In the US, postings that explicitly mention remote work between January 2020 and March 2022 are up 319%, yet searches are up 458%. In the UK, remote-job postings have increased a similar 329%, while the number of searches has skyrocketed 790%. This mismatched pattern also holds in countries such as Italy, Germany and France, where remote-job postings have declined (or are generally less available) since their pandemic peak.
Across the world, demand has been outstripping supply in many cases – and, according to Adrjan, people are still very actively searching for at least partially remote roles, even as the pandemic wanes in some economies. He says the supply of these jobs is getting even tighter in countries with weaker broadband infrastructures, like Italy, and in those where cultural acceptance of remote working isn’t as high, like France and Japan. In these economies, the share of remote postings is dropping, as employers begin transitioning newly open roles back to the office.

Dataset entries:

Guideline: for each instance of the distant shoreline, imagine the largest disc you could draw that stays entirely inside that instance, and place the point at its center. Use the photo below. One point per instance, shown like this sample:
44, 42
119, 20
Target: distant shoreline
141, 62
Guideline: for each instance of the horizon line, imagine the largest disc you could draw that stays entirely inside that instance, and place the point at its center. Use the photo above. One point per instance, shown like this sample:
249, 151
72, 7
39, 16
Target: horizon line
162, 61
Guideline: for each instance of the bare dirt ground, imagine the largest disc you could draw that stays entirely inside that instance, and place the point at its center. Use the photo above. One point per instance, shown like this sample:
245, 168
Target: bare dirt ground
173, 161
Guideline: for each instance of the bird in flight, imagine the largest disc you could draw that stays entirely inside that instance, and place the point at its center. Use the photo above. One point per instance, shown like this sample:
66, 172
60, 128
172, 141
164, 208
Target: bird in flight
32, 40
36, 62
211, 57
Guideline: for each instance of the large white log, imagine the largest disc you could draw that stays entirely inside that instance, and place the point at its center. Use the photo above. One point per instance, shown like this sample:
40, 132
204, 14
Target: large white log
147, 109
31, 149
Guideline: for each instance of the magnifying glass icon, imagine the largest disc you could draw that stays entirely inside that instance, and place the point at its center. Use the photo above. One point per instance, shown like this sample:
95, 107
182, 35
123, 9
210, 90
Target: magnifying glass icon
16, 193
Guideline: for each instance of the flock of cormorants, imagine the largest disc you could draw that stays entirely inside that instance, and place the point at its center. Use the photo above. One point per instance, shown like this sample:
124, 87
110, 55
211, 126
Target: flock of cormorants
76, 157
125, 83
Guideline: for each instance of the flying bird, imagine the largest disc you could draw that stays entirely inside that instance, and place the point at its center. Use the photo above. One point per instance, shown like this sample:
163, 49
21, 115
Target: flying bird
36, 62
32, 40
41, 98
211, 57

▶ TASKS TO CARRY OUT
1. Retype the passage above on remote-job postings and searches, starting at "Across the world, demand" and ending at "to the office.".
2. Continue the passage about remote-job postings and searches from its final sentence.

▶ RESPONSES BY TASK
1.
Across the world, demand has been outstripping supply in many cases – and, according to Adrjan, people are still very actively searching for at least partially remote roles, even as the pandemic wanes in some economies. He says the supply of these jobs is getting even tighter in countries with weaker broadband infrastructures, like Italy, and in those where cultural acceptance of remote working isn’t as high, like France and Japan. In these economies, the share of remote postings is dropping, as employers begin transitioning newly open roles back to the office.

2.
Similarly, LinkedIn’s data on remote jobs – positions explicitly labelled as remote, or ones that contain related keywords, such as ‘work from home’, including hybrid roles – showed a dramatic increase in the number of applications. In March 2020 at the beginning of the pandemic, paid remote jobs attracted 1.8 times more applications than paid non-remote jobs; in March 2022, this figure was higher at 2.6 times. Even as the number of remote roles increased, they couldn’t keep pace with the number of applicants for these jobs.
“The key takeaway here is that the supply of, and employees’ demand for, remote jobs have both grown rapidly over the past two years, but demand has grown faster,” says Mary Kate Fields, data communications manager at LinkedIn.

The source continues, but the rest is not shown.